__INSTRUCTIONS TO FOLLOW__. Within the data below, copy each line where the string "eyebrow" is found.

START INPUT FOR THIS TASK

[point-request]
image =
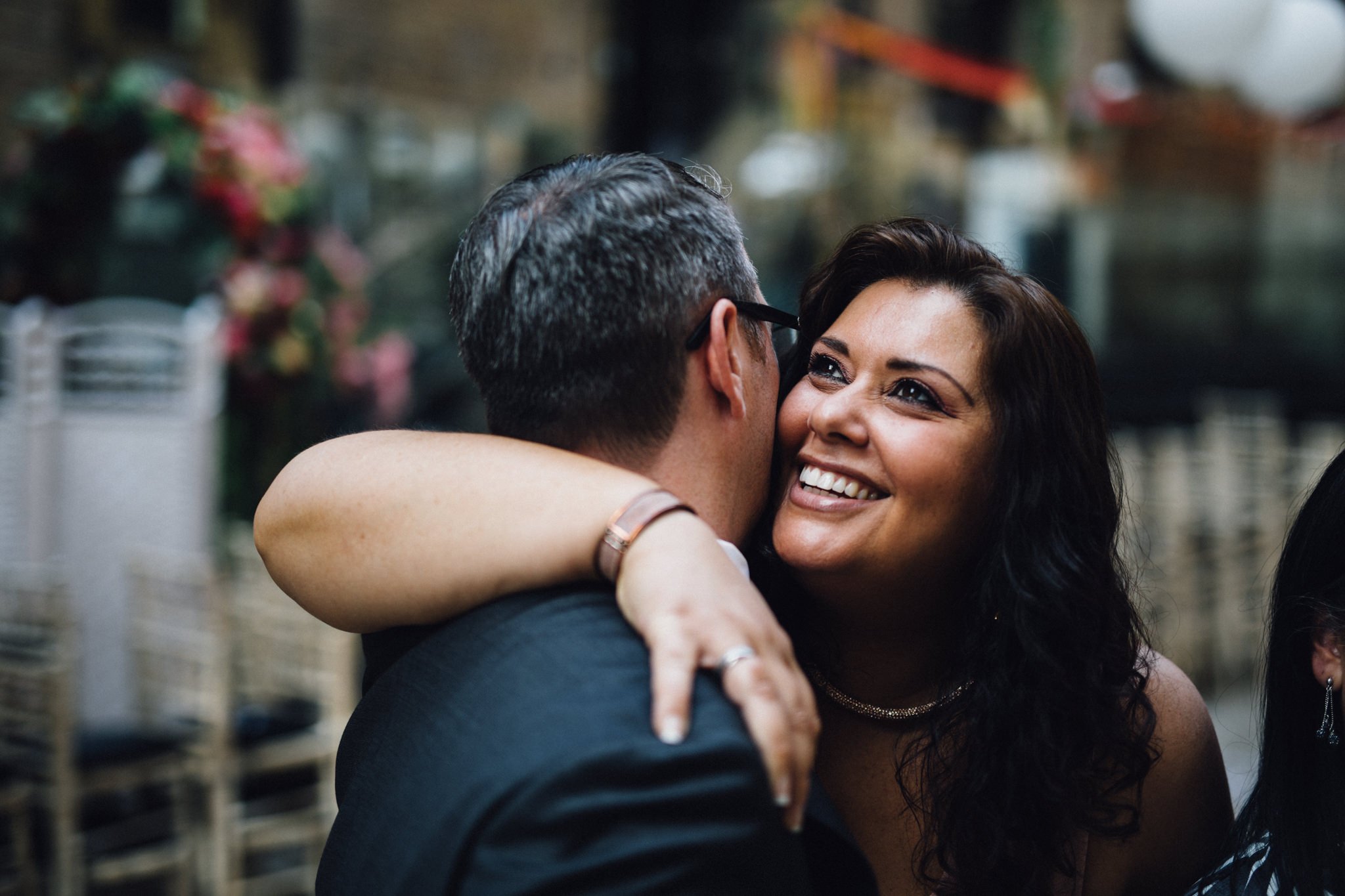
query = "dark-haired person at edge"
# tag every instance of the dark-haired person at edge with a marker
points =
(1289, 836)
(940, 547)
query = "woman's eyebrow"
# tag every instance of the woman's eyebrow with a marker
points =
(902, 366)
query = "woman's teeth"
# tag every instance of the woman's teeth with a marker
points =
(825, 482)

END INPUT FOR THIS TASK

__ANSWER TO THE EXERCISE__.
query = "woman's eyebrow"
# tag every instance of the woman's eyebrow with a marker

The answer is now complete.